AIM OF THE TASK - Can you reproduce the forum thread below about having seven days to live, word for word and in full?

Start of SELECTED EXCERPT

# What Would You Do if You Had Seven Days to Live?



## DemonDragonJ (Sep 27, 2018)

Death is the ultimate inevitability; despite what a person may do in life, despite the circumstances of their birth and the paths that they may take, death is the one thing that everyone has in common; it may be depressing to consider, but death is the only thing in life that is truly certain.

            Most people live many decades before dying, but some have the grave misfortune (no pun intended) of dying well before they would reach the natural end of their lifespan.

            Therefore, this thread is to propose a radical situation, and see what response everyone gives to it.

            If you had seven days to live, what would you do? The exact cause if death is irrelevant, as this thread is intended to be a thought-provoking philosophical discussion.

            When I was younger, if I had been asked such a question, I would likely respond that I would spend my remaining time having as much fun as I could and doing everything that I have not done, to make the most of that time. Now, however, I would probably do very little different from what I currently am doing; I would still go to work when necessary, but I would spend any time that I was not working with my friends and family, to make the most of what time I had remaining. I also would devote reasonable effort into finding all the people who have helped me, who have wronged me, and whom I have wronged, and repaying each of them in kind.

End of SELECTED EXCERPT
Start of MATERIAL SUPPLIED

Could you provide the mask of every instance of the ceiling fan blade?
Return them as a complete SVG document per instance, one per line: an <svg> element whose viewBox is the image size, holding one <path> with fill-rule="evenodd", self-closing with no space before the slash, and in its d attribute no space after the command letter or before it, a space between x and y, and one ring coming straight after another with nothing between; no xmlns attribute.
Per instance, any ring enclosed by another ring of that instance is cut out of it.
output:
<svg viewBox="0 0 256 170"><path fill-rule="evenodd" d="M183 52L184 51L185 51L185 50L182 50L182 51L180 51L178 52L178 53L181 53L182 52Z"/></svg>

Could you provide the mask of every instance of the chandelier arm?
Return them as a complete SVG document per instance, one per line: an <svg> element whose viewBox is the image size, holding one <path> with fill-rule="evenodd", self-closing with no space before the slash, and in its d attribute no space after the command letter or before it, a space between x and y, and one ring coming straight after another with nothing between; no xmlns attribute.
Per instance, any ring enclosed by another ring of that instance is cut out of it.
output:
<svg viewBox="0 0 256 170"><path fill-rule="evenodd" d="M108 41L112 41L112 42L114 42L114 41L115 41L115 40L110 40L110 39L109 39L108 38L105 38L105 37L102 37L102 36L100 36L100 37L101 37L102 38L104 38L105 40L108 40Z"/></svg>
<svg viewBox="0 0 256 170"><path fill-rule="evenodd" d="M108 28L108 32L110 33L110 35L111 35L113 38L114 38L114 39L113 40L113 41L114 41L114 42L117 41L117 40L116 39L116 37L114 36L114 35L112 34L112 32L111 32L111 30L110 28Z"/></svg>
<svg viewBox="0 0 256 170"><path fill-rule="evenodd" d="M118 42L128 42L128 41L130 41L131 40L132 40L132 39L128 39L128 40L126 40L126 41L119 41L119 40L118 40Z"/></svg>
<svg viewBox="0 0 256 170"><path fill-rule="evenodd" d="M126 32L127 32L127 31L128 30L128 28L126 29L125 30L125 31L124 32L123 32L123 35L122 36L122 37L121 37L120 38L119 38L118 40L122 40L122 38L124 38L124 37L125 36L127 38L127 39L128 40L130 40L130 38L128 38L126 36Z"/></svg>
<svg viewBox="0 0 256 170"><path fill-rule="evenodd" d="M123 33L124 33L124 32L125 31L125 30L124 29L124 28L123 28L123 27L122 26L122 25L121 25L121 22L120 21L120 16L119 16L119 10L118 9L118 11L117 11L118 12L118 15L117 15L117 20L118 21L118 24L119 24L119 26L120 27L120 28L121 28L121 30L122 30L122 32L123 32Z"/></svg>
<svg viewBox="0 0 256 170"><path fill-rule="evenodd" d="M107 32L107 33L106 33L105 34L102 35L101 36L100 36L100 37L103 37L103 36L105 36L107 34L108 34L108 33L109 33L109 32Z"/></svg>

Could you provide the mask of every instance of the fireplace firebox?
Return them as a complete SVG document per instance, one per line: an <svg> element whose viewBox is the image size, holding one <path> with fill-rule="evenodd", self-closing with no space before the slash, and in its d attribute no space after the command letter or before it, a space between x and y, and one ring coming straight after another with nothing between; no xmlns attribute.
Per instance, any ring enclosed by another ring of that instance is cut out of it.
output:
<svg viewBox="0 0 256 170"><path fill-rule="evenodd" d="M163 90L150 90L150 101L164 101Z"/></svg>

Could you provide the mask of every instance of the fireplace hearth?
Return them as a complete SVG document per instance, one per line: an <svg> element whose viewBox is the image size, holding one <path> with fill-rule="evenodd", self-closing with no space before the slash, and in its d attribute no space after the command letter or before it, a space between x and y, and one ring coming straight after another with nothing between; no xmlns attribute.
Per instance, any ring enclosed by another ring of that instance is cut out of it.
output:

End of MATERIAL SUPPLIED

PROBLEM SOLUTION -
# What Would You Do if You Had Seven Days to Live?



## DemonDragonJ (Sep 27, 2018)

Death is the ultimate inevitability; despite what a person may do in life, despite the circumstances of their birth and the paths that they may take, death is the one thing that everyone has in common; it may be depressing to consider, but death is the only thing in life that is truly certain.

            Most people live many decades before dying, but some have the grave misfortune (no pun intended) of dying well before they would reach the natural end of their lifespan.

            Therefore, this thread is to propose a radical situation, and see what response everyone gives to it.

            If you had seven days to live, what would you do? The exact cause if death is irrelevant, as this thread is intended to be a thought-provoking philosophical discussion.

            When I was younger, if I had been asked such a question, I would likely respond that I would spend my remaining time having as much fun as I could and doing everything that I have not done, to make the most of that time. Now, however, I would probably do very little different from what I currently am doing; I would still go to work when necessary, but I would spend any time that I was not working with my friends and family, to make the most of what time I had remaining. I also would devote reasonable effort into finding all the people who have helped me, who have wronged me, and whom I have wronged, and repaying each of them in kind.